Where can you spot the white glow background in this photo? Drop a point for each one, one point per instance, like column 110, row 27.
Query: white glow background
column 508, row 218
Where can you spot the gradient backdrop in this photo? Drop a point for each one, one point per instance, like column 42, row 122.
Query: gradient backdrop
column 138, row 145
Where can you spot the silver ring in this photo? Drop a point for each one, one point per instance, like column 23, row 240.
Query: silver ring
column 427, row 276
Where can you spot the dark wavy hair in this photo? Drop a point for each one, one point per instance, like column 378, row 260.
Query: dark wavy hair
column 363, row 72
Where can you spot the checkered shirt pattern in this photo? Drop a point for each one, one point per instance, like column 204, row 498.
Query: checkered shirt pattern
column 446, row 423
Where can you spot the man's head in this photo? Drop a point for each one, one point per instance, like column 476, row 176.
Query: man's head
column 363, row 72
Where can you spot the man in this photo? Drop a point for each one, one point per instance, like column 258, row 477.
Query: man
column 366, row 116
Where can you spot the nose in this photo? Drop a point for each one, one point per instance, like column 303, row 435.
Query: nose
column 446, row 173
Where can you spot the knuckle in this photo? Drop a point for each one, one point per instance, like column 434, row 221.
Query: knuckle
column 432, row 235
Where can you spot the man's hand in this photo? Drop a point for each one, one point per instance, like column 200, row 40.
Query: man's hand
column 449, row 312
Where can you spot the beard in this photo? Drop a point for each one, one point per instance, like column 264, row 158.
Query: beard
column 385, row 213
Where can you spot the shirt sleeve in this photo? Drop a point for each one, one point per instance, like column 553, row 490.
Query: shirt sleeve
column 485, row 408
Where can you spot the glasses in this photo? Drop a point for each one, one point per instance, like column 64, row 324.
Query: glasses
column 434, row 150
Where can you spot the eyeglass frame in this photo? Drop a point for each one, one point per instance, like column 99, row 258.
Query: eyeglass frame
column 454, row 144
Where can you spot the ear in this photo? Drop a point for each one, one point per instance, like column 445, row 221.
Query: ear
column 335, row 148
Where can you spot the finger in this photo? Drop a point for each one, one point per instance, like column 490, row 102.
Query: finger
○ ○ ○ ○ ○
PROBLEM ▸ Reproduce the records above exactly.

WORKED ANSWER ▸
Where can you spot the white glow background in this photo? Drop a point for each one, one point per instance, like column 110, row 27.
Query: white glow background
column 508, row 218
Where can you spot the gradient backdrop in this photo? Drop a point for each one, one point per instance, like column 42, row 122.
Query: gradient backdrop
column 138, row 145
Where can you spot the silver ring in this photo? Drop a point for each one, one point per instance, like column 23, row 240.
Query: silver ring
column 427, row 276
Where can you spot the dark wavy hair in this photo? Drop a point for each one, one point per instance, like column 378, row 260.
Query: dark wavy hair
column 363, row 72
Where can you spot the checkered shirt pattern in this photo? Drop a point for each one, one point per instance, like column 204, row 498.
Query: checkered shirt pattern
column 446, row 423
Where can you spot the man's head in this photo? Drop a point for each one, one point per instance, like column 476, row 176.
Query: man's head
column 363, row 72
Where can you spot the man in this photo? Drop a point for each one, one point per instance, like column 258, row 477.
Query: man
column 366, row 116
Where can you spot the nose in this photo? Drop a point for each one, one point per instance, like column 303, row 435.
Query: nose
column 446, row 173
Where can you spot the knuckle in this photo? Drop a point for each one, one point per instance, like column 434, row 221.
Query: knuckle
column 432, row 235
Where can you spot the man's hand in this photo? Drop a point for each one, one point per instance, like column 200, row 40.
Query: man's hand
column 449, row 312
Where can you spot the beard in this photo? Drop a point for each one, one point per instance, like column 264, row 158.
Query: beard
column 385, row 213
Where can you spot the shirt sleeve in this photo? Drop a point for each one, one point per instance, like column 553, row 490.
Query: shirt sleeve
column 485, row 408
Where can you spot the glasses in this photo? Drop a point for each one, one point per instance, like column 64, row 324.
Query: glasses
column 434, row 150
Where can you spot the eyeglass frame in this photo? Drop a point for each one, one point per instance, like column 99, row 258.
Query: eyeglass frame
column 454, row 144
Where can you spot the ear in this photo? Drop a point for each one, one point per instance, like column 445, row 221.
Query: ear
column 335, row 148
Where can you spot the finger in this photo? Drop a point for each one, one point per instance, like column 490, row 102.
Query: finger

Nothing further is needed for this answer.